(Excerpts from a dataset)
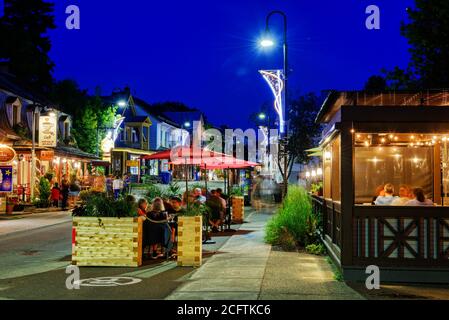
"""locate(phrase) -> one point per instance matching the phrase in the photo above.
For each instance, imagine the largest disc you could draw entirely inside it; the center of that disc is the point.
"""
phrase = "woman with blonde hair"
(158, 222)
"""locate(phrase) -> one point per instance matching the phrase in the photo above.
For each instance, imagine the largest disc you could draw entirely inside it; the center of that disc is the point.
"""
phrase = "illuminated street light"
(266, 43)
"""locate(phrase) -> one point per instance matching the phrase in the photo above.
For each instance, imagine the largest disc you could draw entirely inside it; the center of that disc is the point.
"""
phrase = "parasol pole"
(187, 184)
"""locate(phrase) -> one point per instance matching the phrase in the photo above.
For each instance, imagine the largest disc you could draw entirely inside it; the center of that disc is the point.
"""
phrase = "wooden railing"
(330, 213)
(401, 236)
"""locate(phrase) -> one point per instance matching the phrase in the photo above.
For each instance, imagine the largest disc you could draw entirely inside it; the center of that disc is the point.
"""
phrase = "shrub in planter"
(153, 191)
(296, 216)
(238, 205)
(44, 194)
(107, 232)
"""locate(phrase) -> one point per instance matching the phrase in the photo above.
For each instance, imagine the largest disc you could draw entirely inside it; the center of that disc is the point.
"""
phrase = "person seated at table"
(142, 207)
(216, 210)
(379, 192)
(405, 195)
(419, 199)
(174, 212)
(157, 227)
(198, 196)
(388, 198)
(221, 194)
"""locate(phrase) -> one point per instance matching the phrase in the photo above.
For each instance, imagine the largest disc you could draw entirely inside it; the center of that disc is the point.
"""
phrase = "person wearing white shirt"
(388, 198)
(420, 199)
(405, 195)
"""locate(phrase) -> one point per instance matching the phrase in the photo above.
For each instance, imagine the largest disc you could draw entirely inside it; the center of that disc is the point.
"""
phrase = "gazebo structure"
(371, 139)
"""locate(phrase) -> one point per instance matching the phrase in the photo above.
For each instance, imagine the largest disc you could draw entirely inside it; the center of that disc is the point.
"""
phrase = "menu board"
(5, 178)
(47, 131)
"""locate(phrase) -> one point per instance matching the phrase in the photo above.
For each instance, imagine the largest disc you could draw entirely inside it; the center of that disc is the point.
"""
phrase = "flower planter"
(190, 242)
(114, 242)
(238, 209)
(10, 208)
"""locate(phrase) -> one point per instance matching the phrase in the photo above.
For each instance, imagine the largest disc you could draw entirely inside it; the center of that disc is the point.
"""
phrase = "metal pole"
(33, 153)
(283, 126)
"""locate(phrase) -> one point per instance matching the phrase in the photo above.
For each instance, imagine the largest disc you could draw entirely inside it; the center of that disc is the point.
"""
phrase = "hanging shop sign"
(47, 131)
(7, 154)
(6, 178)
(132, 163)
(47, 155)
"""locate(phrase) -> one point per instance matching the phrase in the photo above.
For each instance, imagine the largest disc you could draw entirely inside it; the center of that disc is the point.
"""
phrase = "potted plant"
(106, 232)
(11, 202)
(190, 236)
(238, 205)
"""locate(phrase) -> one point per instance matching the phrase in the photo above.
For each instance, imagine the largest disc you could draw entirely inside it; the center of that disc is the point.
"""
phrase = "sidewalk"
(246, 268)
(33, 221)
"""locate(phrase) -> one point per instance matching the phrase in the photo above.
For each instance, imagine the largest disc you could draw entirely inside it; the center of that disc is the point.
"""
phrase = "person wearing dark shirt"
(55, 195)
(156, 234)
(216, 210)
(65, 185)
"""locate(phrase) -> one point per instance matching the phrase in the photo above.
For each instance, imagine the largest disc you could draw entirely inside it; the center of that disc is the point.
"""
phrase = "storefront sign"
(47, 131)
(6, 178)
(7, 154)
(47, 155)
(132, 163)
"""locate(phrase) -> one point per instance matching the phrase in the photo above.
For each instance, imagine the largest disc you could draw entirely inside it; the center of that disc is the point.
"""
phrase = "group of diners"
(160, 225)
(385, 196)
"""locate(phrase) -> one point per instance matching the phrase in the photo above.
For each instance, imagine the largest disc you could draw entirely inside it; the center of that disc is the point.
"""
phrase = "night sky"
(205, 53)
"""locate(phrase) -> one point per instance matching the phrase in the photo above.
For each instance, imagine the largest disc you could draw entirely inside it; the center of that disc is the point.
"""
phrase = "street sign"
(47, 131)
(132, 163)
(6, 178)
(47, 155)
(7, 154)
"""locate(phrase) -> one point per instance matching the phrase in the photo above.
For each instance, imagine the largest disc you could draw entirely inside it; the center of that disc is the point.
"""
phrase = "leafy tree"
(428, 34)
(24, 43)
(69, 97)
(89, 121)
(85, 129)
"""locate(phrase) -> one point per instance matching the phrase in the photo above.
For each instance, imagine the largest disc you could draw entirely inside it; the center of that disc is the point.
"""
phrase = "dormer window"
(14, 110)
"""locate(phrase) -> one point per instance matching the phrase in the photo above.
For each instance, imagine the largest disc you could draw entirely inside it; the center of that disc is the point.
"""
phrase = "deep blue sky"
(205, 53)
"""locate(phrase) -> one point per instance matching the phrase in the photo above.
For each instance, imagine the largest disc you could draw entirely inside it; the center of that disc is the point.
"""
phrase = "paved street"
(237, 266)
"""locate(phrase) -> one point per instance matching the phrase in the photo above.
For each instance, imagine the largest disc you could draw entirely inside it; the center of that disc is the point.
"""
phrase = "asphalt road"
(33, 267)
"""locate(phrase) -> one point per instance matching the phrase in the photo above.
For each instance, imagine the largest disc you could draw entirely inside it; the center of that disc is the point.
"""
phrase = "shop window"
(14, 113)
(399, 159)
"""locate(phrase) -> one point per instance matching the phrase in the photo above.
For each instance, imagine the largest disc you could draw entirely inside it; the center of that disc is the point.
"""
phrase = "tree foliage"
(304, 132)
(25, 43)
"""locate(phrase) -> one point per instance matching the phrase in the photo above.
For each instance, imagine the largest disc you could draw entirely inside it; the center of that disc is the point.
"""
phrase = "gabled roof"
(336, 99)
(147, 108)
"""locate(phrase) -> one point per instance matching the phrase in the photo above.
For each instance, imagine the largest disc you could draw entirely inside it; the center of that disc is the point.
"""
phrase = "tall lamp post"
(268, 42)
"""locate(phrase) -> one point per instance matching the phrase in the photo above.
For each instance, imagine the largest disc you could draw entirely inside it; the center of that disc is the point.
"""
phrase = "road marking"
(151, 272)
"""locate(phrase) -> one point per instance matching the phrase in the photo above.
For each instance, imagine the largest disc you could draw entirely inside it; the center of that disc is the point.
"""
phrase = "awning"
(202, 157)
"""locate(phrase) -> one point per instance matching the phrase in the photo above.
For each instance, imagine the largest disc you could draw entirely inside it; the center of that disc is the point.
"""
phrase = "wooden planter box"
(113, 242)
(238, 209)
(190, 241)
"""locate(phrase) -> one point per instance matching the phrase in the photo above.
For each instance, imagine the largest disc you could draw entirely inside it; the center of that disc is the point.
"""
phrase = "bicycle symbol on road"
(107, 281)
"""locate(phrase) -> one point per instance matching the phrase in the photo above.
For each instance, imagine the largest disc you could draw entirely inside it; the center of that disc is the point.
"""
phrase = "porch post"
(347, 194)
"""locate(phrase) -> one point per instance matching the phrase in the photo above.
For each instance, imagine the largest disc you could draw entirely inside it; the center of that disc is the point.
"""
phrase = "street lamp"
(38, 109)
(265, 43)
(122, 103)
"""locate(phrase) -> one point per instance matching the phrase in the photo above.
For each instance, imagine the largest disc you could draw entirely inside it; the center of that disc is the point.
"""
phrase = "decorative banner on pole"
(6, 178)
(7, 154)
(47, 131)
(274, 78)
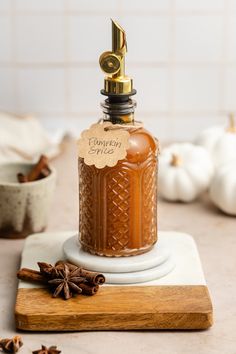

EXERCISE: Please give the records above again exactly as they stand, with no pictures.

SOLUTION FOR THIS PROBLEM:
"""locate(phrase) -> one point per instance matching the phrase in the photo above.
For each instance, imagine the largest disc you could draw entirely inside it; the center of that disc is the point.
"""
phrase = "woman with blonde hair"
(158, 222)
"""locate(phrase) -> one point per instance matching the phrase in the photo above.
For each instance, imagine the largest disc you could draw entirely inside it; the center of that disc is the point.
"""
phrase = "illuminated street light"
(266, 43)
"""locate(phrase) -> one point per instance matching the phrase in the photo above.
For each instance, imagine the largest disc you could draw entirely inside it; the center of that disc is the point.
"""
phrase = "parasol pole"
(187, 184)
"""locate(phrase) -> one point per instance matching the phrase in the photo above.
For each instance, imagine the largest disc you could draw entirely inside it; the center of that disc is the point.
"""
phrase = "wooden railing"
(330, 213)
(401, 236)
"""locate(phrase) -> one point per instance matching the phrase in the photo above.
For each instance, imagine the largest disc you could draw entirely inside it; the center of that disc is the point.
"""
phrase = "shrub in planter"
(153, 191)
(296, 216)
(238, 205)
(44, 194)
(107, 232)
"""locate(phrase) -> one point per instance matching the phrase in the photo above.
For each instance, imagine the largest disc you could draw entirely inside it; the center of that disc is the point.
"""
phrase = "person seated at table"
(142, 207)
(216, 210)
(379, 192)
(405, 195)
(419, 199)
(174, 212)
(157, 227)
(198, 196)
(388, 198)
(221, 194)
"""locate(phrase) -> one point per instance matching the phrase in the photo above.
For each instance, imagine the largest disc you could draw entirely inside it; the center of that disc is the point.
"""
phrase = "person wearing white shirt"
(388, 198)
(420, 199)
(405, 195)
"""locate(phrase) -> one point per instance matching the phrase in the photo above.
For each instance, imagine the largest disc you could draw entirely inside it; the center of that disc is the point.
"""
phrase = "gazebo structure"
(371, 139)
"""locate(phrase) -> one point per instance matching the phrase in the photo above.
For each instance, imagine the largest disc you could draw entirely inside it; the center of that disc is the point.
"""
phrase = "menu board"
(5, 178)
(47, 131)
"""locate(phrase) -> one point per instance matching the phrase in the photo above.
For each instance, imagine the largest disc you could draw entirely inside it; the center of that disc is the point.
"""
phrase = "flower planter"
(190, 242)
(114, 242)
(238, 209)
(10, 208)
"""locate(phrase) -> one point per instance matching the phrase in the photo above.
For each instance, imagine the largest disc you could draw entirely inside it; the center of that disc is the point.
"""
phrase = "metal pole"
(33, 153)
(283, 126)
"""locate(phrase) -> one point per instance matching the phrase in the photo above.
For each instance, imagine the largest disc you could draw entirely inside it; the center of that disc is the point.
"""
phrase = "hanging shop sign"
(47, 131)
(7, 154)
(6, 178)
(132, 163)
(47, 155)
"""locate(phrase) -> one point per instance matching the phrase in the photo above.
For each instance, imagine the largest disc you could draw entirely inside it; the center of that disc is the point.
"""
phrase = "potted plant"
(106, 232)
(11, 202)
(190, 236)
(238, 205)
"""locate(phrase) -> one point per instance matching the phrase in the photo above.
For each instance, imagine the largest disc you could draw entirely inside it; the center of that disc is the point.
"""
phrase = "sidewalk"
(246, 268)
(33, 221)
"""locate(phrase) -> one point per instance matching the phrase in the photo above.
For each instance, imagine the largest disc you could draw entirely inside it; the center of that disc is the point.
"""
phrase = "person wearing dark shirt"
(55, 195)
(156, 234)
(216, 210)
(65, 185)
"""locate(phrase) -> one point per instance matching the phrase in the photo above.
For each instance, imagine the largest disc you could draw entirely inside it; the center of that disc is the point.
"""
phrase = "storefront sign"
(47, 131)
(6, 178)
(7, 154)
(47, 155)
(132, 163)
"""locate(phrase) -> one point per instance matching the phrase in the photo above.
For each instance, imagine the largest disc you could draw entirely inside it; the center of that disc is the point.
"""
phrase = "group of diners"
(160, 225)
(385, 196)
"""locate(phrase) -> one point per instance matching the phrase in the photo above.
For each instance, imagine the largest disc you could draw entirely inside it; the center of that disc is the point.
"""
phrase = "night sky"
(205, 53)
"""locate(phrase) -> one point per instance matching the phrase in the photo above.
For each instance, imagine the largest disc you could draw entirely inside it; the center of that disc is the point.
"""
phrase = "street sign"
(47, 131)
(132, 163)
(6, 178)
(47, 155)
(7, 154)
"""locate(phrase) -> one point per instance matching the phrase in the photo above.
For each instance, imagine the largest disc you could draw entirely inside it; the center of that disc is the point.
"""
phrase = "leafy tree"
(428, 34)
(24, 43)
(69, 97)
(89, 121)
(85, 129)
"""locate(phrase) -> one point per instance matching the phrase in the photo above.
For each instance, imagine the largest disc you could draw entirely inside it; the center of that disc is the point.
"""
phrase = "dormer window"
(14, 110)
"""locate(phrase) -> one point per instance matching the phrase in the photo above.
For each instance, imagine the largest disc you could draw entirely inside it; the center of that disc is the point.
"""
phrase = "deep blue sky"
(205, 53)
"""locate(phrase) -> one point per instance matching the phrase in the photo above.
For each instance, imagine the largest disc you could draw entirely inside it; the center of that disc is the point.
"""
phrase = "paved street"
(237, 266)
"""locate(phrase) -> one point per instance matching the phrase in the photo above.
For each instance, imagine the largest disc you could draw entirely inside it; the center of that disc is the point.
"""
phrase = "asphalt road"
(33, 267)
"""locate(phrase) -> one point per instance matching the phrase in the photo above.
For each instance, imagine the largest disc you could draw entirely inside it; the center of that disc is the point.
"""
phrase = "shop window"
(14, 113)
(399, 159)
"""locate(phrase) -> one point per instance matching the phrase in the photo above.
For each instance, imagine the largest disc you could draw entirely inside it; the center of that disc is the point.
"""
phrase = "tree foliage"
(304, 132)
(25, 43)
"""locate(phrase) -> one point per instance matching the phrase in the photo above.
For each instance, imagine the largest disc you could draw entirely inside it; the center of that disc is the point.
"""
phrase = "gabled roof"
(336, 99)
(147, 108)
"""locate(phrase) -> one point per instance matching the phrase in the photo above.
For each instance, imagine the largest disc you could draw entirely inside it; the center of that disc is the point.
"""
phrase = "tall lamp post"
(268, 42)
"""locate(phrase) -> one point per instance matching the phrase in the photo above.
For each instance, imagine the largest disc you could draw entirely inside it; the center of that disc is the point.
"""
phrase = "road marking"
(151, 272)
"""locate(phrase) -> one point per instance matching the phrase in the photo above.
For each instance, imagine the largest disc you could draw entirely inside it; the center of that disc is the point.
"""
phrase = "awning"
(202, 157)
"""locate(phrase) -> one point per instance matching the phrase in the photo above.
For each instance, imagine the largest disc you could draw entirely inside it; the center of that disc is the point.
"""
phrase = "wooden planter box"
(113, 242)
(238, 209)
(190, 241)
"""locate(phrase) -> one point per instance matching the phrase in the photo above.
For each instance, imagine the largest disc you could draw entirely inside it; the center of that disc is the point.
"""
phrase = "bicycle symbol on road"
(107, 281)
"""locate(phrase) -> one point per instance matching the phrase in the photo above.
For each instance, imagine the largest disc you could draw entirely inside it; the center of that disc is the point.
"""
phrase = "porch post"
(347, 194)
"""locate(phrase) -> one point per instance matching the phrase in the photo above.
For each instance, imagine the largest disc you could draw entirely inside it; the center of that disc is the point.
"""
phrase = "street lamp"
(38, 109)
(265, 43)
(122, 103)
"""locate(phrase) -> one point per instance matching the phrase in the photo above.
For each instance, imagine the largest disc you could draw entirely inside it; the center of that disc is the point.
"""
phrase = "decorative banner on pole"
(6, 178)
(7, 154)
(47, 131)
(274, 78)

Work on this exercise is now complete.